DOCUMENT SEGMENT:
- - - - - - -
Lorna Simpson at the Baltic: Take another look

Sara Jaspan, Exhibitions Editor

This retrospective of artist Lorna Simpson’s work is more than a backward glance – it asks big questions about how we perceive the world.

Given the high regard in which she is held, it may come as some surprise that the current exhibition of film, photography and drawing by Brooklyn-born artist, Lorna Simpson, at the Baltic, Gateshead, comes as part of the first European retrospective of her work. Indeed to play host to such a significant and long overdue show is a real coup for the northerly city, putting it alongside the likes of Paris, Munich and Berlin.

The exhibition spans the 30 years of Simpson’s career to-date and includes key works from throughout the different stages of her development. The large-scale, conceptually driven photo-text pieces she began making in the mid-1980s, and which secured her position on the international stage, are all apportioned a good chunk of wall space, and rightly so – they demand the Baltic’s big white walls. Yet her more recent experiments with film and collections, collage and drawing are equally present and just as compelling.

To play host to such a significant and long overdue show is a real coup for the North East

Such wide-ranging variety is of course the hallmark of any good retrospective, but also chiefly attributable to Simpson’s unconfined approach as an artist. Her work could never be grouped by medium alone; instead it is the themes and ideas that she chooses to explore which remain consistent (though never static). Simpson’s signature preoccupations with identity and memory, gender and history, and fact and fiction reverberate throughout the two floors, while subtler inflections – questions of space and internal/external perception – add a further, more curious dimension.

You see this for example in The Car (1995): it’s a seemingly life-sized photographic window onto a quiet urban-enclave. Looking in, you feel the sensation of coolness radiated from stone walls, and the perceptible still that follows after withdrawing from the public arena of the street into an empty side-alley. Tucked away to the left is a small, unobtrusive car inside which you would never suspect the presence of another person (or persons).
- - - - - - -
EXCERPTED RECORDS:

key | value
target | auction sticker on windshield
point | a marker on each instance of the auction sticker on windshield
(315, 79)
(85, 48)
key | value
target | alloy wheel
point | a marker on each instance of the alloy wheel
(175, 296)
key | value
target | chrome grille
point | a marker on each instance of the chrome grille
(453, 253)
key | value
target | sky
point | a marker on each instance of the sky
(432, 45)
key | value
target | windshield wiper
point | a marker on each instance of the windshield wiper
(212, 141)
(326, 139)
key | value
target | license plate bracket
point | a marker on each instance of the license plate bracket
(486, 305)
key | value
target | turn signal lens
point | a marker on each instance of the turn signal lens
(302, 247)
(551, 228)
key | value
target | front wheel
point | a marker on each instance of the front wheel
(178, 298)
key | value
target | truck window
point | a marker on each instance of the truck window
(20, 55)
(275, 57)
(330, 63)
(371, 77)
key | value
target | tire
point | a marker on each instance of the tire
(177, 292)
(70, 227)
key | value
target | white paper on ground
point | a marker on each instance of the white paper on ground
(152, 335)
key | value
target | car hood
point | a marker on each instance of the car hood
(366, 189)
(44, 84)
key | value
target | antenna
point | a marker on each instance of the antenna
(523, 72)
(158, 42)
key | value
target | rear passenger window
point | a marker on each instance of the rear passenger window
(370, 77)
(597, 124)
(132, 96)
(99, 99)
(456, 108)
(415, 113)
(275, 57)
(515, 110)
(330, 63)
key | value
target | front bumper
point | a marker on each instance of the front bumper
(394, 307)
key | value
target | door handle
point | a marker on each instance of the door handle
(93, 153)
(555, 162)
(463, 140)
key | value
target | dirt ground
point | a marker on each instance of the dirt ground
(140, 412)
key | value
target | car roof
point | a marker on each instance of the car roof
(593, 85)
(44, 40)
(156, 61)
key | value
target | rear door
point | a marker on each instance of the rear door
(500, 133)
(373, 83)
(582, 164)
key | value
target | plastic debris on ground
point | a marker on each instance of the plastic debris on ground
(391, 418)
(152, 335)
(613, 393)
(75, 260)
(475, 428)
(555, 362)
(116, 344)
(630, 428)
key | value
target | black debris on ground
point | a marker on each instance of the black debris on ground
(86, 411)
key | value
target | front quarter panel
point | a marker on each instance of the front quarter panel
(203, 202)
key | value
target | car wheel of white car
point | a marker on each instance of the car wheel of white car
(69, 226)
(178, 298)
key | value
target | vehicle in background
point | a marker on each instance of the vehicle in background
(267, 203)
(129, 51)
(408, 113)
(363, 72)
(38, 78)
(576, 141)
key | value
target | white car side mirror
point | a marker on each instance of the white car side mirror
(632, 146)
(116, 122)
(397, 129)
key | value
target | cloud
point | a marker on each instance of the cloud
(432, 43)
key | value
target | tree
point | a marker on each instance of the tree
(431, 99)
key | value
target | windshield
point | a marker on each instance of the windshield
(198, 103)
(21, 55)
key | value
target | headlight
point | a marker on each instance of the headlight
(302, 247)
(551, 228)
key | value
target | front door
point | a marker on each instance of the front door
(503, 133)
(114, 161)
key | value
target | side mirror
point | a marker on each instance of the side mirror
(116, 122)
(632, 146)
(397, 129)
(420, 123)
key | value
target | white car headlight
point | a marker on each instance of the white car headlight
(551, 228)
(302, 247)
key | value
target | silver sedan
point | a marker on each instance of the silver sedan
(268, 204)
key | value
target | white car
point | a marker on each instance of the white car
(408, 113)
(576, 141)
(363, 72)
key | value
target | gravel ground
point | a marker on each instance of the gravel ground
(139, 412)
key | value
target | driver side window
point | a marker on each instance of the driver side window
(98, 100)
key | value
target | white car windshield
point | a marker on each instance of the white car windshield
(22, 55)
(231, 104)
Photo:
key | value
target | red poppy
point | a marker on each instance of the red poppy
- - - - - - -
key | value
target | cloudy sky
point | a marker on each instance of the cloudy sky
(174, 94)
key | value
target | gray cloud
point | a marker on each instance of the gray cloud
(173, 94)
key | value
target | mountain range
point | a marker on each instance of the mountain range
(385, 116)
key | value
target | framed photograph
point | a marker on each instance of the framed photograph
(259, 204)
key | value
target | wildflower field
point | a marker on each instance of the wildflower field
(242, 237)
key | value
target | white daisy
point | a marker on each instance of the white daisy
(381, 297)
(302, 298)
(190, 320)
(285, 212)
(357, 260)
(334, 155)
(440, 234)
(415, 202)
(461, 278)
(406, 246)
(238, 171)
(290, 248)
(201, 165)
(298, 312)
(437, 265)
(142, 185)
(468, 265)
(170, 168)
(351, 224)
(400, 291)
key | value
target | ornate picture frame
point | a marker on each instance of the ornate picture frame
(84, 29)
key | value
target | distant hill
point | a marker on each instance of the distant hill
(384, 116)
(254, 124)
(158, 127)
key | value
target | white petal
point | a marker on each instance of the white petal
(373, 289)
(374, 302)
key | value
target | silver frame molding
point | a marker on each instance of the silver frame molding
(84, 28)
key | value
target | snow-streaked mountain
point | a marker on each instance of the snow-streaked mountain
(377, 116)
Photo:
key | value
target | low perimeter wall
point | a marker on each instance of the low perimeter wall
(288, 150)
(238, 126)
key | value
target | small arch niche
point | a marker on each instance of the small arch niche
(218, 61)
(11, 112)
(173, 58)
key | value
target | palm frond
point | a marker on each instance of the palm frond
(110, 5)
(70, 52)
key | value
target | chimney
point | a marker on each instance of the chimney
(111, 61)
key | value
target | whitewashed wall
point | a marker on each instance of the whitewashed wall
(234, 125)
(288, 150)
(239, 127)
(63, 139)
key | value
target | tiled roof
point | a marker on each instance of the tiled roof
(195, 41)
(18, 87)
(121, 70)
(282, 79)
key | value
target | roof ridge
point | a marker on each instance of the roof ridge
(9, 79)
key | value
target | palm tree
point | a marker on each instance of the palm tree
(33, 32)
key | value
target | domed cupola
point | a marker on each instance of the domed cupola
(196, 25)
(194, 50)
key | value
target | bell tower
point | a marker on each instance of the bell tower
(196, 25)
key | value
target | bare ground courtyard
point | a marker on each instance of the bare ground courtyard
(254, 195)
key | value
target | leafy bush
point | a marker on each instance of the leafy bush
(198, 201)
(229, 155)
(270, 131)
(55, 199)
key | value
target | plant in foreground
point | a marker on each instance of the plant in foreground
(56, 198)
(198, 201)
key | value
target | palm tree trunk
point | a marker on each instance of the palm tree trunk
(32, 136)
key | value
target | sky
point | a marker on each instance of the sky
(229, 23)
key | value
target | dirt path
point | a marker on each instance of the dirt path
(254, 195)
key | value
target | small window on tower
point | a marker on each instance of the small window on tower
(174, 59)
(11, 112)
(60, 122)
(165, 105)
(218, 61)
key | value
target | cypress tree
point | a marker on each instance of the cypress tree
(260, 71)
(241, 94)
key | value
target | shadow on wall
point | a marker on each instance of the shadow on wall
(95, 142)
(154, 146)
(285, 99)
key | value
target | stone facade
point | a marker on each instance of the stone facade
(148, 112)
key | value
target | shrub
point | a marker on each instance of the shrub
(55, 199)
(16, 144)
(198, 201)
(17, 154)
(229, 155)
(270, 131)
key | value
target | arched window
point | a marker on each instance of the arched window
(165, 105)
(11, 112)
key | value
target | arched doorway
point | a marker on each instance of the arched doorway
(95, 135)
- - - - - - -
WORK TO COMPLETE:
Continue the review of Lorna Simpson's retrospective at the Baltic, picking up after its final sentence about The Car (1995).

SOLVED PROBLEM:
Shifting from the image to the short side panel of text, however, you realise that the view is less of a space, so much as the memory of a space – or rather, it’s a representation of what a lived experience might have looked like from the outside. The words read as counter-part to the image, the speaker recalling with pleasure the sensation of being safely, secretly stowed within an abandoned vehicle, listening to the distant sounds of the street.

The Car is one of a series of works collectively titled Public Sex. A number of others from the group, including The Rock, also feature. Despite the themes of liberation or outward display that the series’ name might suggest, all of the works included seem more concerned with exploring small and temporary pockets of internal or private space within a public setting.

In complete contrast to such subtleties, be sure not to miss Chess (2013) – a tightly-packed video and sound instillation. Here, six mirrored versions of a visibly aging Simpson challenge a further six images of herself (dressed as a man) to a game of chess. The piece is accompanied by the lurching tune and agile hands of a Jazz playing pianist. Again, this is a piece in which perception is challenged, and nothing is quite as it seems – which might be the mantra of the show as a whole.

Image by Jonathan Schofield.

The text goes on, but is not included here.